Pointing data excerpts
# # # #

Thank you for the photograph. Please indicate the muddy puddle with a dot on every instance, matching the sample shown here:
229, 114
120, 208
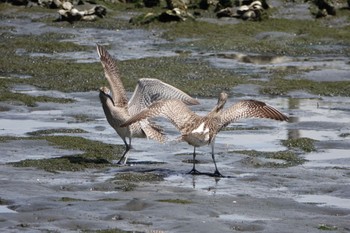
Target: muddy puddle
259, 194
250, 199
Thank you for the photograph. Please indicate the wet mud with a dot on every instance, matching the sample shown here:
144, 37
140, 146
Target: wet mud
279, 177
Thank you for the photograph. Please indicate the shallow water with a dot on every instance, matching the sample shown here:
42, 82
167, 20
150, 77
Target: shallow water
249, 199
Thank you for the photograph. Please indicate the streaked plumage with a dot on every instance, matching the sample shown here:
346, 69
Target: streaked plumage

# # # #

Task to carry out
Present every line of the rows above as a numbered list, skipping blank lines and leaving out the pictures.

Expected answer
1. Thank you for the photograph. Please indicate the muddy puddle with a dot on every instance, matching the sample shown here:
2. 229, 114
3. 120, 208
4. Target: muddy puddle
5. 259, 194
6. 250, 199
7. Thank you for the photograph. Please indicate the wet mud with a dot on every instance, matching the sample shown here:
8. 144, 37
9. 140, 146
10. Target: wet mud
11. 279, 177
12. Thank you for the photograph. Please indicate the shallow water with a dot on every instance, matching the sample shown here:
13. 42, 82
14. 167, 20
15. 150, 77
16. Target: shallow water
17. 249, 199
18. Thank you for the photograph. Please indicate the streaked plumage with a dot on every instance, matching the sample shown here:
19. 346, 69
20. Target: streaked plumage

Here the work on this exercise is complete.